Document section:
***
Rep. Paul Ryan, R-Wis., chair of the House Budget Committee, presented his plan for Medicare overhaul this week, roundly accepted by the Republican House, then roundly defeated by the Senate.

It was so controversial, that Senate Republican Leader Mitch McConnell said he would not push fellow Republicans to vote for it. And five didn’t. Even Republicans thought it was too drastic.

I have thought all along that we should not tinker with the nation’s health plans. Millions of people cannot afford health insurance, and millions more cannot afford catastrophic doctor and hospital bills, so a health care plan has to fill the gap.

Ryan’s plan would place the health care program into a voucher system. Sounds good except the non-partisan budget office predicted it would increase two to three times the costs of health care for individual persons. In addition, Ryan’s plan would cut funds to states that need the money to finance their own health plans.
***
Data to examine:
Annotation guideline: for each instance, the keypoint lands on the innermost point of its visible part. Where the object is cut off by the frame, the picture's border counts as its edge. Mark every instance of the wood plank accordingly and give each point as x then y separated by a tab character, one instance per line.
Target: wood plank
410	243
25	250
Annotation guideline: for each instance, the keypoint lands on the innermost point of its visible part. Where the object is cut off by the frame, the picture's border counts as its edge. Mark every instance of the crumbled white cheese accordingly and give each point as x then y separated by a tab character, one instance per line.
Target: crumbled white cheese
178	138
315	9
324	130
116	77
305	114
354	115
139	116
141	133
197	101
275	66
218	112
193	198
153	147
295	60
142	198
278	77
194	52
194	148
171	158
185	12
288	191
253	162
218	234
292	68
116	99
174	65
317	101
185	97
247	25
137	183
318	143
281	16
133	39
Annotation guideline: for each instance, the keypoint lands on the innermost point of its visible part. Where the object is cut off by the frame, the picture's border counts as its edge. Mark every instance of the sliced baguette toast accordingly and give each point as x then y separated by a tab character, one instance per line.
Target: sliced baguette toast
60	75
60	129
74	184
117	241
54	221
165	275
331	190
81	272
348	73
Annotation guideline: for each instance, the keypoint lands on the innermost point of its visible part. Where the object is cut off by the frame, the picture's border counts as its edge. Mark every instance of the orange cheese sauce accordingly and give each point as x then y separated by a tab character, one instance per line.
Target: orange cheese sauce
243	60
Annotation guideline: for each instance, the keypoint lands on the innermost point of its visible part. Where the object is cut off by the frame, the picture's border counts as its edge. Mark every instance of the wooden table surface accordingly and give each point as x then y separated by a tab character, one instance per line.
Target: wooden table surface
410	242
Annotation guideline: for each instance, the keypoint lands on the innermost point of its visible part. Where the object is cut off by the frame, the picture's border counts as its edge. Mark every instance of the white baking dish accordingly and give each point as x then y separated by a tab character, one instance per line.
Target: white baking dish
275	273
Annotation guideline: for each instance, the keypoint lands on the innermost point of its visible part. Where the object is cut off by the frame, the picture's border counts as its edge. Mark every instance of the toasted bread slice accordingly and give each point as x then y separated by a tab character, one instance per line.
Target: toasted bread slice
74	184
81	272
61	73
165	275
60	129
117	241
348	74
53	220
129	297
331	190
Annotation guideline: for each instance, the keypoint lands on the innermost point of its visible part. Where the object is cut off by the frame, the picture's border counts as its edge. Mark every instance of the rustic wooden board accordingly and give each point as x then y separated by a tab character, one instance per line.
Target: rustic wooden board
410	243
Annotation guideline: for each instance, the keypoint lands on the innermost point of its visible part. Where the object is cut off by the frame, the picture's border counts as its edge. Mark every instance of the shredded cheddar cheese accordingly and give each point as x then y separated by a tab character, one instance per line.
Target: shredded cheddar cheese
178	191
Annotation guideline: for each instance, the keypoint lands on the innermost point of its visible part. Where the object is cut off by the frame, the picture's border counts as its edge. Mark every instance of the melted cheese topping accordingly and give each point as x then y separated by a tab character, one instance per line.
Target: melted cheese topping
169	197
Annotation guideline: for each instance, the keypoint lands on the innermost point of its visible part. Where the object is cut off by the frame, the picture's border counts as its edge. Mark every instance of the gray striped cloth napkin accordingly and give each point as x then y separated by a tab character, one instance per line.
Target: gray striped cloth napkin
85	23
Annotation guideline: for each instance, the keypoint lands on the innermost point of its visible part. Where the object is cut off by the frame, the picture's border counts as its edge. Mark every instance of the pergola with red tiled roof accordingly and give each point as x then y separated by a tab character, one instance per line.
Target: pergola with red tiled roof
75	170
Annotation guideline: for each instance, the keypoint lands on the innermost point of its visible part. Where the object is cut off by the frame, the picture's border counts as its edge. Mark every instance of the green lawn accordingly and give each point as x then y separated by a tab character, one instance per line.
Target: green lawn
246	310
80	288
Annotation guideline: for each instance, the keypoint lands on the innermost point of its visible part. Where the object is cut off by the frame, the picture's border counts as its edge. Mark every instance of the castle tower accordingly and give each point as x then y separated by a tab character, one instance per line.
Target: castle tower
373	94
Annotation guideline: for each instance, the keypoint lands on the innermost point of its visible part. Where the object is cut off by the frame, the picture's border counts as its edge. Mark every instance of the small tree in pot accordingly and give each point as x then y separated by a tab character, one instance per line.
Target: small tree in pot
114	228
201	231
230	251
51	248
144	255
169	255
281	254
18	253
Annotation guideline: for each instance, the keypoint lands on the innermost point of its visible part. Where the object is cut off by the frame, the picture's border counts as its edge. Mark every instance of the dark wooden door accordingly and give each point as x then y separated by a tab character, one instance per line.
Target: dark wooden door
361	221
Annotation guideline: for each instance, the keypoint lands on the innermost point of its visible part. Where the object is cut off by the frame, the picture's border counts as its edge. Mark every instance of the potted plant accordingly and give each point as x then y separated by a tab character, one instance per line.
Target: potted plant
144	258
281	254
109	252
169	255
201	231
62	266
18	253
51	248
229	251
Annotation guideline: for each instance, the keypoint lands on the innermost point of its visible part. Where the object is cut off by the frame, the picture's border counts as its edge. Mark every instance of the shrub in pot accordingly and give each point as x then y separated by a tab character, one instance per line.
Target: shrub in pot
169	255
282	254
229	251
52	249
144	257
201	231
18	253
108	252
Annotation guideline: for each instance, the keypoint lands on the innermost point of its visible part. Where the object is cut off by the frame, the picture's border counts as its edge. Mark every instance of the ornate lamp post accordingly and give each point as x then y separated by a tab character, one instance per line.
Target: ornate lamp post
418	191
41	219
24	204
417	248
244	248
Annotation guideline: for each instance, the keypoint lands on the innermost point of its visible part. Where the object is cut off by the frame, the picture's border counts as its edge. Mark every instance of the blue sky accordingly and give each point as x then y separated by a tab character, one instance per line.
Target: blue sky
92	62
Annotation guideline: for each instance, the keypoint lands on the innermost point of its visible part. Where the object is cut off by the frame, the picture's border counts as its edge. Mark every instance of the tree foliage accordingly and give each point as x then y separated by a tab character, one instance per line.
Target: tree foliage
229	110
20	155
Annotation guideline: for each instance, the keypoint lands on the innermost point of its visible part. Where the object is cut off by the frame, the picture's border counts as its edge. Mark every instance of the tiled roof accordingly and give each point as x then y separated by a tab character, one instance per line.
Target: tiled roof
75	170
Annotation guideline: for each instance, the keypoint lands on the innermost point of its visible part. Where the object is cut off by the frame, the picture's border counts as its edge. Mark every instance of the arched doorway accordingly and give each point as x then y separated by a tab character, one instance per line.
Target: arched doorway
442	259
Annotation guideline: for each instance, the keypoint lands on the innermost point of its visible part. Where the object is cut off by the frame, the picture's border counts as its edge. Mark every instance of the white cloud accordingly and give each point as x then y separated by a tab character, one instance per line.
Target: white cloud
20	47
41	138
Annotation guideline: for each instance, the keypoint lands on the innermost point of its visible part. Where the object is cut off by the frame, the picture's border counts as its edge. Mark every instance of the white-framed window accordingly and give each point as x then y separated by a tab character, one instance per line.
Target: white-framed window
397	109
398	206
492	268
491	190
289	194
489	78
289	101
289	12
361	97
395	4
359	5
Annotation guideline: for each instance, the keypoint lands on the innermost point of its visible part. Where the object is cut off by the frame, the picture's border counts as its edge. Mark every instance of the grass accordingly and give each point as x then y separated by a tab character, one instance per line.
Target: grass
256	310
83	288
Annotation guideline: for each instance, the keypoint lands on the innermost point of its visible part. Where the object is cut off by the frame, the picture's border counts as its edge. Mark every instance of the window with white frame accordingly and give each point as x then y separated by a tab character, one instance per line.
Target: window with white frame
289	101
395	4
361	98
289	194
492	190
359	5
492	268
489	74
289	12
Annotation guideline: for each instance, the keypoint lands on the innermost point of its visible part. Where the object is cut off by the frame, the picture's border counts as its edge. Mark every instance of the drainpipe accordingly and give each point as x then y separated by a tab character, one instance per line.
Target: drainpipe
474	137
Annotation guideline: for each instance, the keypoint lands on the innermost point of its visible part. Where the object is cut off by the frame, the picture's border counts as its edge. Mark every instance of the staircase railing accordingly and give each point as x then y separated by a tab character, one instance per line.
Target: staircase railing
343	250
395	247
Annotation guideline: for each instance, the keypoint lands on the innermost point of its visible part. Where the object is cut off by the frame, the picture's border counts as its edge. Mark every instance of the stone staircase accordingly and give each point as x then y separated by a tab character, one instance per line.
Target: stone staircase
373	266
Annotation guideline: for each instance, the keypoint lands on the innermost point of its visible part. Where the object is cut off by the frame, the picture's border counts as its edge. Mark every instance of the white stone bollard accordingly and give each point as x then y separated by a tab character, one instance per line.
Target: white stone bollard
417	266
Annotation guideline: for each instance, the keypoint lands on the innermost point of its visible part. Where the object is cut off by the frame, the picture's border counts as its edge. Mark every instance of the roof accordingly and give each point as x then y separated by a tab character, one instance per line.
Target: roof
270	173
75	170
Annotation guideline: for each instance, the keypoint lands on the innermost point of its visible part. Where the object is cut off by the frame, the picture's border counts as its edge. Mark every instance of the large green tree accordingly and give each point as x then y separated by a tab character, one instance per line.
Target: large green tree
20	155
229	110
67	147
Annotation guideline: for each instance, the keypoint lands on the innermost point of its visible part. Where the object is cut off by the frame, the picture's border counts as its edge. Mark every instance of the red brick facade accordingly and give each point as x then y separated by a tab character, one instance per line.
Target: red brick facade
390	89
***
Exercise prompt:
In the commentary on Paul Ryan's Medicare plan, what did the non-partisan budget office predict the plan would do?

Result of this exercise:
It predicted the plan would increase health care costs for individual persons two to three times.